-- Extracted data follows --

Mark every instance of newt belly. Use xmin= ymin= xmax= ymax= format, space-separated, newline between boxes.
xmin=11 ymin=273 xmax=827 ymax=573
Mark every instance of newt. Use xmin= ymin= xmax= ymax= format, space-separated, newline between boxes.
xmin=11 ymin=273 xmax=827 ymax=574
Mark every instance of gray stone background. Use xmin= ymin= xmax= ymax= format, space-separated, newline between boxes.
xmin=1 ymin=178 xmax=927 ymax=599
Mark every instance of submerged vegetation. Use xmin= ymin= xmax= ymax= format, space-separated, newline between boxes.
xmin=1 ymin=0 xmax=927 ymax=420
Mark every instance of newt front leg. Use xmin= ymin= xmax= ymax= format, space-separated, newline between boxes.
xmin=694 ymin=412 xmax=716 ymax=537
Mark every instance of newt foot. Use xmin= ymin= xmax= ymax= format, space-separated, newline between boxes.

-- Extracted data concluded --

Write each line above out exactly.

## Answer space
Mark every instance of newt belly. Use xmin= ymin= xmax= ymax= format, space-separated, newline between boxes.
xmin=11 ymin=273 xmax=827 ymax=573
Mark every instance of newt. Use xmin= ymin= xmax= ymax= format, space-separated, newline between boxes.
xmin=11 ymin=273 xmax=827 ymax=574
Mark every instance of gray stone background. Use xmin= ymin= xmax= ymax= format, space-separated, newline between boxes.
xmin=1 ymin=178 xmax=927 ymax=599
Mark every instance of submerged vegetation. Use xmin= ymin= xmax= ymax= format, space-separated, newline between boxes.
xmin=1 ymin=0 xmax=927 ymax=420
Mark every instance of newt front leg. Use xmin= ymin= xmax= ymax= format, space-separated, newline between boxes.
xmin=694 ymin=412 xmax=716 ymax=537
Mark every instance of newt foot. Use xmin= ymin= xmax= ymax= format, space-separated, newline between boxes.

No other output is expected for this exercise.